------ SUPPLIED MATERIAL ------

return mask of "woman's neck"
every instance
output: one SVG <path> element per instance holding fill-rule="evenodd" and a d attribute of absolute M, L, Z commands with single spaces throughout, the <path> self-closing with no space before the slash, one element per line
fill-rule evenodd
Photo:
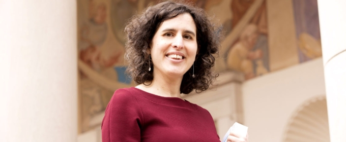
<path fill-rule="evenodd" d="M 180 85 L 183 77 L 167 77 L 159 74 L 154 74 L 154 79 L 150 82 L 146 82 L 146 86 L 140 84 L 136 87 L 149 93 L 163 97 L 181 98 Z"/>

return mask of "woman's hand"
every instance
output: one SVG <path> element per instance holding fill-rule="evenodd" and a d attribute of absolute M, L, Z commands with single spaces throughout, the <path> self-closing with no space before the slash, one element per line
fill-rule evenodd
<path fill-rule="evenodd" d="M 227 137 L 227 142 L 248 142 L 249 135 L 247 133 L 246 136 L 244 137 L 241 135 L 231 131 L 229 135 Z"/>

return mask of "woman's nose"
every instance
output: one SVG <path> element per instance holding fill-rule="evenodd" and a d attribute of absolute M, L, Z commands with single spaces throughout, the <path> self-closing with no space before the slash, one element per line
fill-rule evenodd
<path fill-rule="evenodd" d="M 184 48 L 183 40 L 183 39 L 182 36 L 176 36 L 172 43 L 172 46 L 174 48 L 177 48 L 179 49 L 182 49 Z"/>

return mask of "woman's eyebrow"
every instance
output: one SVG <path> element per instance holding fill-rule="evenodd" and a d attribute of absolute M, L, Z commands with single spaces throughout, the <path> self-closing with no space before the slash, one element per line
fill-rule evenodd
<path fill-rule="evenodd" d="M 166 28 L 164 30 L 162 30 L 162 32 L 166 32 L 166 31 L 176 31 L 177 30 L 174 29 L 174 28 Z M 192 34 L 194 37 L 196 36 L 196 34 L 195 34 L 194 32 L 192 31 L 189 30 L 184 30 L 183 32 L 186 32 L 188 33 L 190 33 L 191 34 Z"/>

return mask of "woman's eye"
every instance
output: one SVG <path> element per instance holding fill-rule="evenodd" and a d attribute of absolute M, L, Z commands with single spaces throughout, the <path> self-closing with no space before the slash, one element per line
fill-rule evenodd
<path fill-rule="evenodd" d="M 189 39 L 192 39 L 192 37 L 191 37 L 191 36 L 190 36 L 190 35 L 185 35 L 185 36 L 184 36 L 183 37 L 184 38 L 185 38 L 185 39 L 189 39 Z"/>
<path fill-rule="evenodd" d="M 166 37 L 172 37 L 172 36 L 173 36 L 173 34 L 171 33 L 168 32 L 168 33 L 165 33 L 164 36 L 166 36 Z"/>

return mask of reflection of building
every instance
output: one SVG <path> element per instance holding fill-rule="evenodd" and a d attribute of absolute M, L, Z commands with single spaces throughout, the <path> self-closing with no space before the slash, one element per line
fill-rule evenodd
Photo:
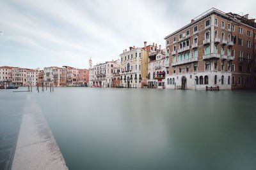
<path fill-rule="evenodd" d="M 8 66 L 0 67 L 0 85 L 10 85 L 12 80 L 12 69 L 17 68 Z"/>
<path fill-rule="evenodd" d="M 167 36 L 164 39 L 171 67 L 166 87 L 234 89 L 255 86 L 255 20 L 248 19 L 248 15 L 212 8 Z"/>
<path fill-rule="evenodd" d="M 161 49 L 157 49 L 156 52 L 151 52 L 148 56 L 148 87 L 163 87 L 165 85 L 165 74 L 166 67 L 168 67 L 168 58 L 165 57 L 164 52 Z"/>
<path fill-rule="evenodd" d="M 38 81 L 38 70 L 29 69 L 26 71 L 26 81 L 27 85 L 36 86 Z"/>
<path fill-rule="evenodd" d="M 147 46 L 147 42 L 144 42 L 144 48 L 131 46 L 130 50 L 124 50 L 120 55 L 122 86 L 138 88 L 147 85 L 148 52 L 156 48 L 154 43 Z"/>

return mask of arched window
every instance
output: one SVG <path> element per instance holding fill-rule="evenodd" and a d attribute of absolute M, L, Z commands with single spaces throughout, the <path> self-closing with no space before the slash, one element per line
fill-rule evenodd
<path fill-rule="evenodd" d="M 198 38 L 197 36 L 194 37 L 194 44 L 197 43 Z"/>
<path fill-rule="evenodd" d="M 210 31 L 205 32 L 205 39 L 210 39 Z"/>
<path fill-rule="evenodd" d="M 228 84 L 230 85 L 230 76 L 228 76 Z"/>
<path fill-rule="evenodd" d="M 204 84 L 204 78 L 203 78 L 202 76 L 200 76 L 199 77 L 199 83 L 200 83 L 200 85 L 203 85 L 203 84 Z"/>
<path fill-rule="evenodd" d="M 217 75 L 214 76 L 214 85 L 217 84 Z"/>
<path fill-rule="evenodd" d="M 204 84 L 207 85 L 208 84 L 208 76 L 204 76 Z"/>
<path fill-rule="evenodd" d="M 198 77 L 196 76 L 196 78 L 195 78 L 195 81 L 196 81 L 196 85 L 198 84 Z"/>
<path fill-rule="evenodd" d="M 225 38 L 224 32 L 221 32 L 221 39 L 224 39 L 224 38 Z"/>
<path fill-rule="evenodd" d="M 215 31 L 214 31 L 214 38 L 218 38 L 218 31 L 217 31 L 217 29 L 215 29 Z"/>

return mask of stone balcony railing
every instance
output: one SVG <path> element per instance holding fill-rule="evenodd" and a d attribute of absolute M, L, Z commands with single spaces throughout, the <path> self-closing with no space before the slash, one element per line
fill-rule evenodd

------

Reproduce all the records above with "return mask of" replaced by "outline" everywhere it occurs, changing nothing else, and leave the pictures out.

_WRITTEN RESPONSE_:
outline "woman's neck"
every instance
output: one SVG <path> element per instance holding fill-rule="evenodd" and a d attribute of absolute M, L, Z commands with single spaces throughout, the <path> self-closing with no space before the slash, one element per line
fill-rule evenodd
Photo:
<path fill-rule="evenodd" d="M 180 85 L 183 77 L 167 77 L 159 74 L 154 74 L 154 79 L 150 82 L 146 82 L 146 86 L 140 84 L 136 87 L 149 93 L 163 97 L 181 98 Z"/>

outline "woman's hand"
every instance
output: one SVG <path> element per instance holding fill-rule="evenodd" and a d attribute of absolute M, L, Z commands with single spaces throughout, the <path> self-closing with no space before the slash, one element per line
fill-rule evenodd
<path fill-rule="evenodd" d="M 227 137 L 227 142 L 248 142 L 249 135 L 247 133 L 246 136 L 244 137 L 241 135 L 231 131 L 229 135 Z"/>

outline "woman's nose"
every instance
output: one SVG <path> element per instance holding fill-rule="evenodd" and a d attribute of absolute M, L, Z commands with single spaces throughout, the <path> self-closing with no space before the slash, one element per line
fill-rule evenodd
<path fill-rule="evenodd" d="M 184 48 L 183 40 L 183 39 L 182 36 L 176 36 L 172 43 L 172 46 L 174 48 L 177 48 L 179 49 L 182 49 Z"/>

outline "woman's eyebrow"
every instance
output: one SVG <path> element per instance holding fill-rule="evenodd" and a d attribute of absolute M, L, Z commands with single spaces throughout, the <path> self-closing with no space before the slash, one element per line
fill-rule evenodd
<path fill-rule="evenodd" d="M 166 28 L 164 30 L 162 30 L 162 32 L 166 32 L 166 31 L 176 31 L 177 30 L 174 29 L 174 28 Z M 192 34 L 194 37 L 196 36 L 196 34 L 195 34 L 194 32 L 192 31 L 189 30 L 184 30 L 183 32 L 186 32 L 188 33 L 190 33 L 191 34 Z"/>

outline "woman's eye"
every instance
output: one SVG <path> element per instance holding fill-rule="evenodd" and a d attribute of absolute M, L, Z commands with single spaces throughout, the <path> self-closing with no space before the slash, one element per line
fill-rule evenodd
<path fill-rule="evenodd" d="M 189 39 L 192 39 L 192 37 L 191 37 L 191 36 L 190 36 L 190 35 L 185 35 L 185 36 L 184 36 L 183 37 L 184 38 L 185 38 L 185 39 L 189 39 Z"/>
<path fill-rule="evenodd" d="M 166 37 L 172 37 L 172 36 L 173 36 L 173 34 L 171 33 L 168 32 L 168 33 L 165 33 L 164 36 L 166 36 Z"/>

outline reflection of building
every instance
output: one SVG <path> element per instance holding fill-rule="evenodd" and a d attribute of absolute M, L, Z commands with single spaces throughout, the <path> self-closing with no space before the slash, one element per line
fill-rule evenodd
Photo:
<path fill-rule="evenodd" d="M 8 66 L 0 67 L 0 85 L 10 85 L 12 80 L 12 69 L 17 68 Z"/>
<path fill-rule="evenodd" d="M 167 36 L 164 39 L 171 67 L 166 87 L 234 89 L 255 86 L 255 20 L 248 19 L 248 15 L 212 8 Z"/>
<path fill-rule="evenodd" d="M 161 49 L 157 49 L 156 52 L 151 52 L 148 56 L 148 87 L 163 87 L 165 85 L 165 74 L 166 67 L 168 67 L 168 58 L 165 57 L 164 52 Z"/>
<path fill-rule="evenodd" d="M 38 81 L 38 70 L 29 69 L 26 71 L 26 81 L 27 85 L 36 86 Z"/>
<path fill-rule="evenodd" d="M 147 46 L 147 42 L 144 42 L 144 48 L 131 46 L 130 50 L 124 50 L 120 55 L 122 86 L 138 88 L 147 85 L 148 52 L 156 48 L 154 43 Z"/>

outline arched window
every instance
output: one SVG <path> element per instance holding fill-rule="evenodd" and a d attribute of absolute M, L, Z commands with single spaces throughout, the <path> self-closing with no space before the slash, one element per line
fill-rule evenodd
<path fill-rule="evenodd" d="M 198 38 L 197 36 L 194 37 L 194 44 L 197 43 Z"/>
<path fill-rule="evenodd" d="M 210 31 L 205 32 L 205 39 L 210 39 Z"/>
<path fill-rule="evenodd" d="M 228 84 L 230 85 L 230 76 L 228 76 Z"/>
<path fill-rule="evenodd" d="M 204 84 L 204 78 L 203 78 L 202 76 L 200 76 L 199 77 L 199 83 L 200 83 L 200 85 L 203 85 L 203 84 Z"/>
<path fill-rule="evenodd" d="M 217 75 L 214 76 L 214 85 L 217 84 Z"/>
<path fill-rule="evenodd" d="M 204 84 L 207 85 L 208 84 L 208 76 L 204 76 Z"/>
<path fill-rule="evenodd" d="M 198 77 L 196 76 L 196 78 L 195 78 L 195 81 L 196 81 L 196 85 L 198 84 Z"/>
<path fill-rule="evenodd" d="M 225 38 L 224 32 L 221 32 L 221 39 L 224 39 L 224 38 Z"/>
<path fill-rule="evenodd" d="M 215 31 L 214 31 L 214 38 L 218 38 L 218 31 L 217 31 L 217 29 L 215 29 Z"/>

outline stone balcony railing
every instance
output: one SVG <path> element per instance holding fill-rule="evenodd" and a d attribute of absolute M, L, Z commands with single spaces throughout, the <path> self-closing with no space before the slash, one element per line
fill-rule evenodd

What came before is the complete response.